Passage provided

________________________

Japanese noblewoman (1568–1653)

Megohime, or Yoshihime (愛姫) was a Japanese noble lady and aristocrat from the Azuchi–Momoyama period to the early Edo period. She is the daughter and only child of Tamura Kiyoaki, the lord of Miharu Castle, and Okita, daughter of Sōma Akitane. She was also the wife of Date Masamune. She was also known as Lady Tamura (田村御前). After fulfilling her pravrajya, her posthumous Buddhist name was Yōtokuin (陽徳院).

== Life ==
In 1579, she married her second cousin Masamune at the age of twelve. Her wet nurse was killed by Masamune, who suspected that betrayers from the Tamura clan were involved in the assassination attempt on him. It is said that her marriage got worse for a while because many other handmaidens serving her were executed.

However, after she moved to the Date residence in Jurakudai in Kyoto, her marriage seemed to be restored and she gave birth to Irohahime (Matsudaira Tadateru's wife) in 1594. From there, she had four children with Masamune, including Irohahime, Date Tadamune (the second lord of the Sendai Domain), Munetsuna Date, and Takematsumaru Date.

________________________

Data to examine
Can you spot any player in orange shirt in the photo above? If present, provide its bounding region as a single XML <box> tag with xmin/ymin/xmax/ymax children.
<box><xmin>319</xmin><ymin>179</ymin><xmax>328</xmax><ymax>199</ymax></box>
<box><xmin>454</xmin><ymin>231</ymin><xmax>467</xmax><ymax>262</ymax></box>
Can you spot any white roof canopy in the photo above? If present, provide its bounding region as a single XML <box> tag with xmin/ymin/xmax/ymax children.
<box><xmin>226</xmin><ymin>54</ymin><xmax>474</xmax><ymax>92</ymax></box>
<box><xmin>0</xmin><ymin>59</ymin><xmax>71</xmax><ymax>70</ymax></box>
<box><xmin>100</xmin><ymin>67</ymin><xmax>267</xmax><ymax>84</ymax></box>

________________________

Using the information
1. According to the passage on Megohime, in what year did she marry Masamune?
2. Carry on the passage on Megohime from its last sentence.
The items can be left aside.

Outputs by task
1. 1579

2.
Even after she lived in the Date residence in Jurakudai, she might have played a role of a woman diplomat to inform Masamune of the Kyoto situation. In a letter addressed to him, she wrote:"The world has not been stabilized yet. You should decide your course of action in accordance with the cause of the universe. Don't worry about me. I always have a knife with me. I'll promise not to be shamed."When Masamune died on June 27, 1636, she entered the Buddhist priesthood under the Ungo Zenji and called herself Yōtokuin.

Megohime died on February 21, 1653, at the age of 86. It was the same day as the mensiversary of Masamune's death. Her graveyard is located in the Yotokuin mausoleum near the Zuigan-ji Temple.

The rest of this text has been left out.